** ENTRIES PROVIDED follows **
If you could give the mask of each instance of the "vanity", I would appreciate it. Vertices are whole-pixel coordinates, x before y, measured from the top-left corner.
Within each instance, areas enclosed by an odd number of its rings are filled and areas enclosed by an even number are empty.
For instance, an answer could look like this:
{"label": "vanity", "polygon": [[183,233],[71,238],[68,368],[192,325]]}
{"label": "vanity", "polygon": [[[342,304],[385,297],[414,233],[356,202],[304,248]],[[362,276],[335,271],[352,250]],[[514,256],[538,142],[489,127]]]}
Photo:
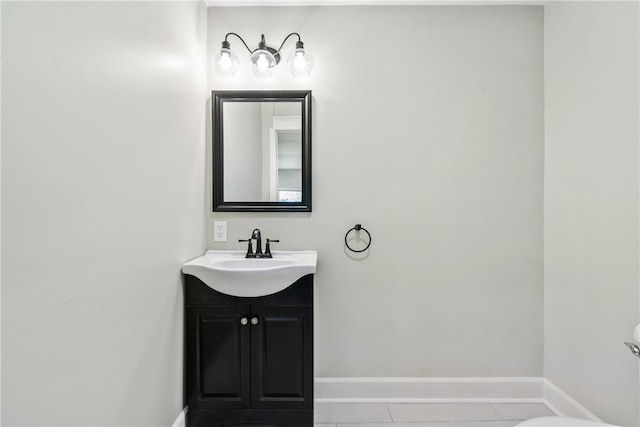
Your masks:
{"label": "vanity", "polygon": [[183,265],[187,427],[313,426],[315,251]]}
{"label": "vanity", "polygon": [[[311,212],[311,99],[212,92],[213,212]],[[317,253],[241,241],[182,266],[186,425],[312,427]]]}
** End of ENTRIES PROVIDED **
** ENTRIES PROVIDED follows **
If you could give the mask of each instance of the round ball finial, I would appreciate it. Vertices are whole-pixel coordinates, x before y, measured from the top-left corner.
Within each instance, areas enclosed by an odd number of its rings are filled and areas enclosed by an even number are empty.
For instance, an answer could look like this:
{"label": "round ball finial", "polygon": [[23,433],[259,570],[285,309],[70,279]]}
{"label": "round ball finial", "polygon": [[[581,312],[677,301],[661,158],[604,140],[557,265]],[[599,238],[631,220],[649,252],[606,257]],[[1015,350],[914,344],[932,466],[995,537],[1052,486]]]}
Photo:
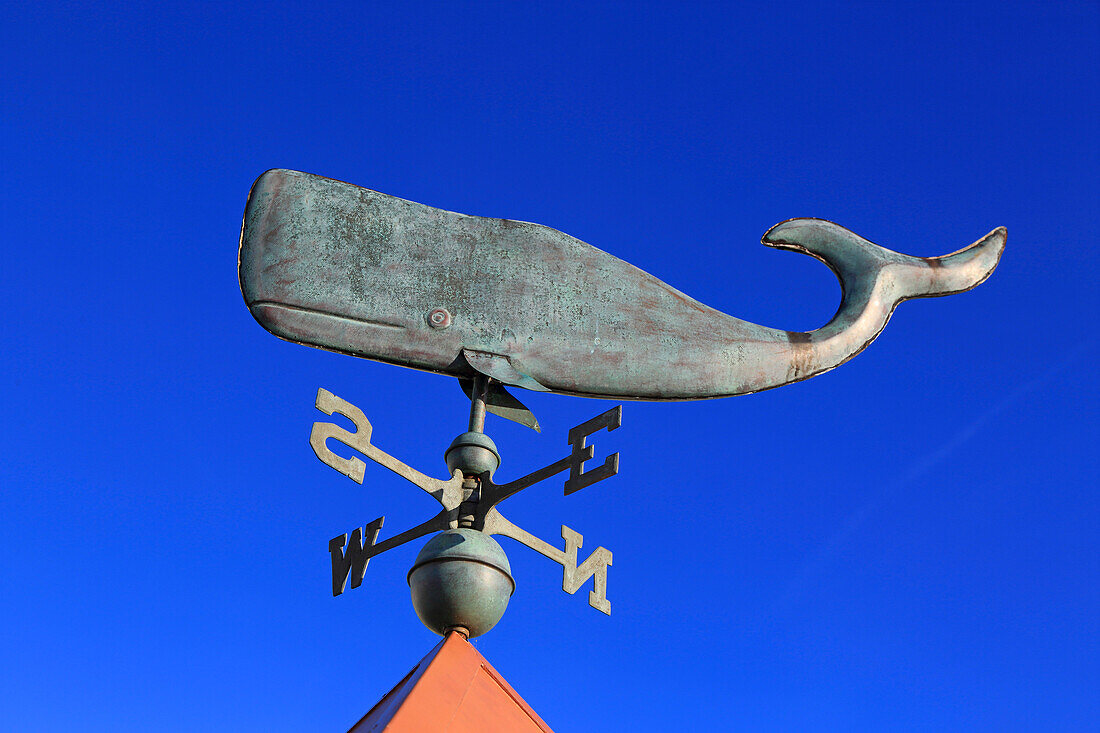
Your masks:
** End of ENTRIES PROVIDED **
Look through the records and count each line that holds "finial". Write only the total.

3